__Exercise__. Copy the items below unchanged, except replace every occurrence of "Returns" with "Output".

__Records supplied__.
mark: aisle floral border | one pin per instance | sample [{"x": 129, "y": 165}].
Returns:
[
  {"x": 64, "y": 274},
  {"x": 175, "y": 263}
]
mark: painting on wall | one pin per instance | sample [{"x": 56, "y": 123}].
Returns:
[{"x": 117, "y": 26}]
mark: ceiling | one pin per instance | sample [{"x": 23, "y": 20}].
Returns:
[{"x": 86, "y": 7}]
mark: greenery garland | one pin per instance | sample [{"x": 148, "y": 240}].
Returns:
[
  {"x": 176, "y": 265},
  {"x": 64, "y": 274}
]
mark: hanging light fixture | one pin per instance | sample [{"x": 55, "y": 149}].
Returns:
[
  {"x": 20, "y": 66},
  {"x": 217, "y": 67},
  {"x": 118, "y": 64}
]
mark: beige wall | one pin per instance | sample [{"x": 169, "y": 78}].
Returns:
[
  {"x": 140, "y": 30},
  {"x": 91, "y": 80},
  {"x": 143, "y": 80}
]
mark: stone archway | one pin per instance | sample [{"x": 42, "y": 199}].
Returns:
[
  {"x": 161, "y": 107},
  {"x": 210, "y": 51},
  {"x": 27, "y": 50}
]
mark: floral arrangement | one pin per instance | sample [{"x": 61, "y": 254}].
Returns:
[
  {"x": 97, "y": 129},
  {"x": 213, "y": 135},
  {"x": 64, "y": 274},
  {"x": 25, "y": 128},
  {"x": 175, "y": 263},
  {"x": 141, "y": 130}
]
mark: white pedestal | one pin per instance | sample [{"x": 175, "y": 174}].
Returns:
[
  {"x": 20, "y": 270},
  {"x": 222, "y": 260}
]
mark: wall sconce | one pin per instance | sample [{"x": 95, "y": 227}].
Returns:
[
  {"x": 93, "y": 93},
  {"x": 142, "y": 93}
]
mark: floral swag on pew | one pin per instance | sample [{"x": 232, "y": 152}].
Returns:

__Answer for the task__.
mark: aisle floral border | one pin per instance | sample [{"x": 129, "y": 165}].
Output:
[
  {"x": 64, "y": 274},
  {"x": 175, "y": 263}
]
mark: painting on wall | one pin per instance | sample [{"x": 56, "y": 123}].
Output:
[{"x": 117, "y": 26}]
mark: ceiling | one pin per instance | sample [{"x": 23, "y": 20}].
Output:
[{"x": 86, "y": 7}]
mark: greenery garland | one pin per instance | sample [{"x": 148, "y": 240}].
Output:
[
  {"x": 176, "y": 265},
  {"x": 64, "y": 274}
]
mark: hanging light fixture | one pin per instance | sample [{"x": 55, "y": 149}].
Output:
[
  {"x": 20, "y": 66},
  {"x": 217, "y": 67},
  {"x": 118, "y": 64}
]
mark: beige wall | one pin per instance | sample [{"x": 169, "y": 78}].
Output:
[
  {"x": 140, "y": 30},
  {"x": 91, "y": 80},
  {"x": 143, "y": 80}
]
mark: stone archway | one pin per instance | sample [{"x": 42, "y": 199}].
Output:
[
  {"x": 161, "y": 107},
  {"x": 210, "y": 51},
  {"x": 27, "y": 50}
]
mark: floral arrangement | one pin per instance | sample [{"x": 61, "y": 254}].
Output:
[
  {"x": 97, "y": 129},
  {"x": 213, "y": 135},
  {"x": 64, "y": 274},
  {"x": 25, "y": 128},
  {"x": 175, "y": 263},
  {"x": 141, "y": 130}
]
mark: white pedestal | one pin per instance | sample [{"x": 175, "y": 174}].
Output:
[
  {"x": 20, "y": 270},
  {"x": 222, "y": 260}
]
mark: wall sconce | one pin per instance | sample [{"x": 95, "y": 227}].
Output:
[
  {"x": 93, "y": 93},
  {"x": 142, "y": 93}
]
mark: floral swag on pew | one pin per instance | sample [{"x": 232, "y": 152}].
Output:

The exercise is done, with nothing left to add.